Messy May had gone by and the month of June was taunting me. I had to start revising for my exams (again) and to complete my dissertation that I worked so hard on. I had to submit my year’s worth of research for my undergrad degree (a.k.a. ‘disso’ as commonly known by students), with a heavy heart and the fact that I could not complete it according to the standards I had set for myself.

It took me some time to recuperate from life’s unpleasant reality check. The next thing I remember was frantically multitasking revision for two exams that were on consecutive days (so convenient) with the touch-ups for my dissertation. I know, I know, I had loads of time on my hands, but the right frame of mind? Don’t think so.

- [Saved data entries]
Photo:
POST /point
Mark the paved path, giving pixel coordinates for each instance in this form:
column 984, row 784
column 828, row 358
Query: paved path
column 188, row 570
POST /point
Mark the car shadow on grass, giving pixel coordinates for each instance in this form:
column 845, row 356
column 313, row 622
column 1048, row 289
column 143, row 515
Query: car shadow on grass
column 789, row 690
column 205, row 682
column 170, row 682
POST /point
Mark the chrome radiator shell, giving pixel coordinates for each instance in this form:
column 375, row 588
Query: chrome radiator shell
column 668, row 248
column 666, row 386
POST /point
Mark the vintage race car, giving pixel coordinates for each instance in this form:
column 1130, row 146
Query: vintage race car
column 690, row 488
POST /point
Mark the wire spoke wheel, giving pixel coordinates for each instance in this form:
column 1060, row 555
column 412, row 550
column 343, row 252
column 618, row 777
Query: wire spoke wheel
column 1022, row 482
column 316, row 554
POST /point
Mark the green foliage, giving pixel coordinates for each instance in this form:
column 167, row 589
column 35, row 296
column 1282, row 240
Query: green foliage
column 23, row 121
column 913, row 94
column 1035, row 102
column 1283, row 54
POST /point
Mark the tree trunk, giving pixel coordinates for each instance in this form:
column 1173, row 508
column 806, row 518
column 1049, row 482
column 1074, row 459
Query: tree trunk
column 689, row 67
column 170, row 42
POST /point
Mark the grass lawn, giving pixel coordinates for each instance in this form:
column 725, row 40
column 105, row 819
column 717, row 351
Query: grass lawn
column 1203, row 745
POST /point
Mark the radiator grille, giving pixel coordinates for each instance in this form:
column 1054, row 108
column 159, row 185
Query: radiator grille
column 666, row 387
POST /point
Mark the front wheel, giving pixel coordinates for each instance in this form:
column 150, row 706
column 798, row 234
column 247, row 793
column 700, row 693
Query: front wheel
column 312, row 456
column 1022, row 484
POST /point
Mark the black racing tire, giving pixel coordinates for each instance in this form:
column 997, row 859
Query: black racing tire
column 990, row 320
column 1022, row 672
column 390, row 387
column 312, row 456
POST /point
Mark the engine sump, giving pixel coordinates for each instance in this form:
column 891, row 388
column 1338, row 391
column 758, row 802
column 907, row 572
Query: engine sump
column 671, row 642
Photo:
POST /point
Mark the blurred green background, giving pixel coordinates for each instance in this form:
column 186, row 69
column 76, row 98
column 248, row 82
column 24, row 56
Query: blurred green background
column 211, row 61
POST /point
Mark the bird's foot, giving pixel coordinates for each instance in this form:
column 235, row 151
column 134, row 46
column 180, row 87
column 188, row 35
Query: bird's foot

- [Set exercise 1]
In the exam-season text, when were the writer's two exams scheduled?
- [Set exercise 2]
Return the lines of the saved data entries word for word, starting at their first line and ending at the line that contains "column 316, row 554".

- [Worked answer 1]
On consecutive days.

- [Worked answer 2]
Photo:
POST /point
Mark the paved path, giving pixel coordinates for each instance in this form:
column 984, row 784
column 828, row 358
Query: paved path
column 188, row 570
POST /point
Mark the car shadow on grass, giving pixel coordinates for each instance in this form:
column 845, row 356
column 313, row 622
column 1048, row 289
column 143, row 515
Query: car shadow on grass
column 789, row 690
column 205, row 682
column 170, row 682
POST /point
Mark the chrome radiator shell, giving pixel coordinates for each instance in this form:
column 375, row 588
Query: chrome radiator shell
column 668, row 248
column 666, row 386
POST /point
Mark the vintage race car, giving pixel coordinates for each instance in this form:
column 1130, row 146
Query: vintage race car
column 690, row 488
POST /point
Mark the wire spoke wheel, giving pixel coordinates for each instance in this form:
column 1060, row 555
column 412, row 550
column 343, row 252
column 618, row 777
Query: wire spoke wheel
column 1022, row 482
column 316, row 554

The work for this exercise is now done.